• Work item:
Before you reproduce the entries that follow, strip out any image they contain and keep the rest exact.

*** Opening of The input ***

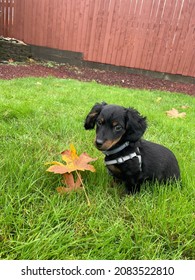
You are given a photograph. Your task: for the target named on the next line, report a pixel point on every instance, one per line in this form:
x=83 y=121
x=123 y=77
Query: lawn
x=39 y=118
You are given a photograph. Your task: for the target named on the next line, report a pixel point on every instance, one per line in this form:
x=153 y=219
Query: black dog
x=127 y=156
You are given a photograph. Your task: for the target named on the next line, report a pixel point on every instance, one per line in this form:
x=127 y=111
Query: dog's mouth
x=106 y=145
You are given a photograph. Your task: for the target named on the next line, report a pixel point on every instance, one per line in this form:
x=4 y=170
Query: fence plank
x=155 y=35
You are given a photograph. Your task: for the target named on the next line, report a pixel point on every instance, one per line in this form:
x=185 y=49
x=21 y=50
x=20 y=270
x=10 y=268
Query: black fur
x=114 y=126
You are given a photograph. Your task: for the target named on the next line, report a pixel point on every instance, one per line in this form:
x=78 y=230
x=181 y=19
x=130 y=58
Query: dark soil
x=8 y=71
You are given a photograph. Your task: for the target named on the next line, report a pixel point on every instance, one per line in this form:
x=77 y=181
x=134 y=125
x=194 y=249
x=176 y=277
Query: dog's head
x=114 y=125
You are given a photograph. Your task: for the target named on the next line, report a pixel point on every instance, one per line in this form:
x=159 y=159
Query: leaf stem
x=79 y=176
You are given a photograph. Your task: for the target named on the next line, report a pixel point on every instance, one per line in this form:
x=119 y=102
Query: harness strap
x=114 y=151
x=125 y=158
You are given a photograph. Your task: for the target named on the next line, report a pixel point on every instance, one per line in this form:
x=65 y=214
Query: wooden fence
x=157 y=35
x=6 y=17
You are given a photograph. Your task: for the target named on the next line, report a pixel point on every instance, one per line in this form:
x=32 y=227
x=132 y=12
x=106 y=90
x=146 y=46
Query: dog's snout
x=99 y=143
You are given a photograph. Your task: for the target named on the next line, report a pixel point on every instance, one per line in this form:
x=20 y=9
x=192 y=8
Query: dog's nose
x=99 y=143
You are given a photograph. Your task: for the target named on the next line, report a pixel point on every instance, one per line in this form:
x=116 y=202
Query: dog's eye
x=99 y=122
x=117 y=127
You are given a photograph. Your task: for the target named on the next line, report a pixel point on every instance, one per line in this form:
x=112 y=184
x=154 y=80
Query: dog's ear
x=93 y=114
x=135 y=124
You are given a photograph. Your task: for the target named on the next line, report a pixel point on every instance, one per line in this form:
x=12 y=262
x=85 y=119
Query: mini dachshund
x=128 y=157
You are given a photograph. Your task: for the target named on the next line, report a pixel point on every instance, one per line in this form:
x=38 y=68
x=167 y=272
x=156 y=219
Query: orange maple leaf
x=175 y=114
x=73 y=162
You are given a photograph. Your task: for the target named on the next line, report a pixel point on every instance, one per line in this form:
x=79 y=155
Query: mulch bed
x=65 y=71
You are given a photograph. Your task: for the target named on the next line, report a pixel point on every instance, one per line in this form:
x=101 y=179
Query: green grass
x=40 y=117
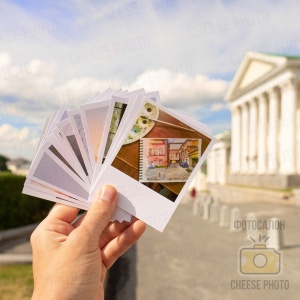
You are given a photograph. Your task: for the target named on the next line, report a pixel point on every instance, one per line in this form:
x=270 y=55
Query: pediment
x=254 y=67
x=255 y=70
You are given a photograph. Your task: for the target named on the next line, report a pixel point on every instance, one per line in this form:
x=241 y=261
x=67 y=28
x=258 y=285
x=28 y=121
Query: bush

*** Close of The input ***

• Answer to the exercise:
You are given a photograph. Your task: for the target named on the next line, report a pixel point on every instance, one per line in this form:
x=83 y=121
x=123 y=77
Query: lawn
x=39 y=118
You are given a photograph. Your task: for the target named on the next line, report a pixel point on every instance, one per line in this form:
x=153 y=219
Query: black dog
x=127 y=156
You are given a photograph. Your task: for the target named on the next line, report a pixel point on every instance, one per line in this form:
x=127 y=111
Query: dog's mouth
x=106 y=145
You are given a photograph. Your task: for the target named on the next line, report a pixel point on every instance, one per line in this form:
x=4 y=170
Query: fence plank
x=155 y=35
You are given a photograph. Your task: for the target named on the next line, report a pixel point on every instance, one per line in this form:
x=185 y=49
x=21 y=50
x=20 y=270
x=10 y=268
Query: black fur
x=114 y=126
You are given a photograph. Your task: for the target named on the next line, report a pixel point on every instance, one per line in this form:
x=78 y=230
x=181 y=19
x=130 y=58
Query: dark soil
x=8 y=71
You are given a photograph. Your task: for the target named on the next line, report a pixel point on every instance, one per line in this form:
x=77 y=181
x=134 y=125
x=194 y=249
x=176 y=277
Query: dog's head
x=114 y=125
You are given a photograph. Your task: for the target named on the next line, report a pixel point on every instance, one per line in this form:
x=159 y=159
Query: leaf stem
x=79 y=176
You are given a photograph. Your task: for the target named on the next line, report a pixel point on every instance, one per line in this form:
x=119 y=102
Query: harness strap
x=114 y=151
x=125 y=158
You are given a photograph. Your task: for the target named on the next line, report a pixel point on every instance, one per line in this form:
x=65 y=214
Query: wooden fence
x=157 y=35
x=6 y=17
You are given a photograph. Your task: for the target named on the next line, report a pixel point on every instance, one per line in this form:
x=32 y=227
x=132 y=12
x=106 y=90
x=146 y=46
Query: dog's snout
x=99 y=143
You are given a photograph. Your task: for the target named on the next line, report a pixel point on every instance, one per line in this form:
x=20 y=9
x=192 y=8
Query: dog's nose
x=99 y=143
You are given a photograph. Your task: for the target named on the next line, report a pixel point on every instance, one per line in this form:
x=116 y=202
Query: dog's eye
x=99 y=122
x=117 y=127
You are given a photograph. Your task: for the target named on the next line, report a pixel point on every instance, one per line in this form:
x=112 y=184
x=154 y=80
Query: dog's ear
x=93 y=114
x=135 y=124
You are given a photograph. Your task: for the target named on the next line, report a pixel point on every instance, one per line in this form:
x=12 y=262
x=85 y=119
Query: mini dachshund
x=128 y=157
You are given a photograph. Your task: for the target named on the next line, report a pixel point on every instance, one per line in this form:
x=38 y=68
x=167 y=272
x=156 y=219
Query: orange maple leaf
x=175 y=114
x=73 y=162
You are given a photograph. Your task: for the target named on the next line, report a pixel point on every instance, one per line in this form:
x=79 y=155
Query: mulch bed
x=65 y=71
You are given a photograph. Your task: for the target named on the next line, report a pixel point on every instance, one per line in this form:
x=101 y=179
Query: green grass
x=40 y=117
You are given a photograph. Your task: for the target named on the next line, report a pixel point on every instance, one per line in this form:
x=270 y=55
Query: pediment
x=254 y=67
x=255 y=70
You are given a photograph. Your task: for the target named on the next line, report a pixel point on every instance, one per line in this form:
x=241 y=261
x=67 y=28
x=258 y=285
x=28 y=121
Query: bush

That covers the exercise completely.